→ TEXTO PARA ANALIZAR

↓↓↓

En Etiopía, desde 1960 la producción agrícola ha ido disminuyendo sin llegar a alcanzar los requerimientos mínimos para la población. El crecimiento anual de la población es sobre el 2,7% con una tasa de fertilidad sobre 5,4 hijos por mujer, mientras que el crecimiento anual de la producción agrícola es del 2,4%. El agujero entre la población y la producción agrícola no sólo no está disminuyendo sino que cada vez es mayor. Son cifras escandalosas, pero parecemos inmunes a ellas. Nos hemos creado una armadura de hierro.
Y ahora, ya no es el niño que cada segundo muere de hambre en el mundo, ahora es Ruziya, es Firaol, es Abdelkarim... Una vez he puesto un nombre propio, una mirada, una historia personal a los niños y niñas que mueren de hambre no puedo permanecer indiferente.
Ingresa Ruziya en el hospital de Gambo, donde se inicia el protocolo de renutrición de los niños con malnutrición severa. Después de 26 días con sus 26 noches, al fin Ruziya puede marcharse del hospital con un cuerpo renovado, con una nueva vida. Ahora pesa siete kilos y 800 gramos. 76,5 centímetros de longitud. Perímetro braquial de 11 centímetros. Un peso que ya corresponde al 80% de lo que debería tener.

↑↑↑

→ CONSIGNA
Transcribe completo y sin ningún cambio el texto sobre la desnutrición infantil en Etiopía.

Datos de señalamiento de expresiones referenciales
↓↓↓

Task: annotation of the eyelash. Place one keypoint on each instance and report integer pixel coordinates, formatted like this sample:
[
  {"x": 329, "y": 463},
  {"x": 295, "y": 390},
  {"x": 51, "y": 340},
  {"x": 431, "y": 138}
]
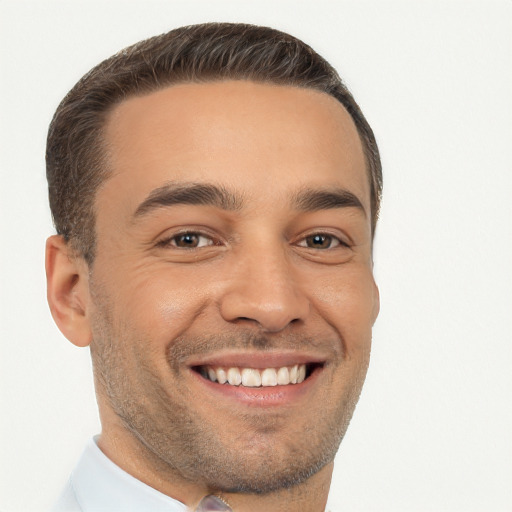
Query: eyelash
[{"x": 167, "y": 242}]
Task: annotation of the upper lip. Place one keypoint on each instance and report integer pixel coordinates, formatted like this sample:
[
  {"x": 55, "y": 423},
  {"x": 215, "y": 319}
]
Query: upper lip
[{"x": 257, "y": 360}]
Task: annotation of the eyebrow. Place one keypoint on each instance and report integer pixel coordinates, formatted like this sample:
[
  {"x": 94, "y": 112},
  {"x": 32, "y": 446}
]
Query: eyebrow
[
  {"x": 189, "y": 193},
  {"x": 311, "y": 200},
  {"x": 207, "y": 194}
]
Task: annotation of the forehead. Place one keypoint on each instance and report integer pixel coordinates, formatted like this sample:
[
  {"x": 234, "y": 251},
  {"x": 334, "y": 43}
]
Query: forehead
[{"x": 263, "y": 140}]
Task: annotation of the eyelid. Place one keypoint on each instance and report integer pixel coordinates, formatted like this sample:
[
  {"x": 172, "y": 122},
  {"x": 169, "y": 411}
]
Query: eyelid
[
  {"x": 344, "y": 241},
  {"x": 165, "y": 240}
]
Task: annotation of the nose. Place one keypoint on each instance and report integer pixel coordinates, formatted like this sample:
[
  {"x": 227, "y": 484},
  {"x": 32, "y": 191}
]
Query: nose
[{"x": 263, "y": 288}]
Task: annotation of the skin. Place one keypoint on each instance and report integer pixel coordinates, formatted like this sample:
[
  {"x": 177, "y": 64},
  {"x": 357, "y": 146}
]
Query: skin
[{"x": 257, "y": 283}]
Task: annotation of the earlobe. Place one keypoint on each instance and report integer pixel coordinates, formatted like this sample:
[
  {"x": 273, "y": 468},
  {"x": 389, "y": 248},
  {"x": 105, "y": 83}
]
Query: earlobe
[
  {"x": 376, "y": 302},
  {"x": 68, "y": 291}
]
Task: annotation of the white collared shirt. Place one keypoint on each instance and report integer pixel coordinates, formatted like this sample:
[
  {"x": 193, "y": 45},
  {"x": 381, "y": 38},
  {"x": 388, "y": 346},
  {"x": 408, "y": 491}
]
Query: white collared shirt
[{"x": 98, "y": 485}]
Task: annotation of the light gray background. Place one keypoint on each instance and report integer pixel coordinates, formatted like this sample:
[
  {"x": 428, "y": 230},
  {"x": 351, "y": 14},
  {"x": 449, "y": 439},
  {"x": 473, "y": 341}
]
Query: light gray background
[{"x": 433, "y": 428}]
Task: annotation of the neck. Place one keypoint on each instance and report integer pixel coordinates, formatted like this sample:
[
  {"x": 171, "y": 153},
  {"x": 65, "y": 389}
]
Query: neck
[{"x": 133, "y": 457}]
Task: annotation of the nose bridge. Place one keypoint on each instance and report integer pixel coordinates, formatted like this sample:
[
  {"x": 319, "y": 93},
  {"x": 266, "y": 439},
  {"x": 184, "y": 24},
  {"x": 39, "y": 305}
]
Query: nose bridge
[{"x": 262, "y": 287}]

↑↑↑

→ SOLUCIÓN DEL PROBLEMA
En Etiopía, desde 1960 la producción agrícola ha ido disminuyendo sin llegar a alcanzar los requerimientos mínimos para la población. El crecimiento anual de la población es sobre el 2,7% con una tasa de fertilidad sobre 5,4 hijos por mujer, mientras que el crecimiento anual de la producción agrícola es del 2,4%. El agujero entre la población y la producción agrícola no sólo no está disminuyendo sino que cada vez es mayor. Son cifras escandalosas, pero parecemos inmunes a ellas. Nos hemos creado una armadura de hierro.
Y ahora, ya no es el niño que cada segundo muere de hambre en el mundo, ahora es Ruziya, es Firaol, es Abdelkarim... Una vez he puesto un nombre propio, una mirada, una historia personal a los niños y niñas que mueren de hambre no puedo permanecer indiferente.
Ingresa Ruziya en el hospital de Gambo, donde se inicia el protocolo de renutrición de los niños con malnutrición severa. Después de 26 días con sus 26 noches, al fin Ruziya puede marcharse del hospital con un cuerpo renovado, con una nueva vida. Ahora pesa siete kilos y 800 gramos. 76,5 centímetros de longitud. Perímetro braquial de 11 centímetros. Un peso que ya corresponde al 80% de lo que debería tener.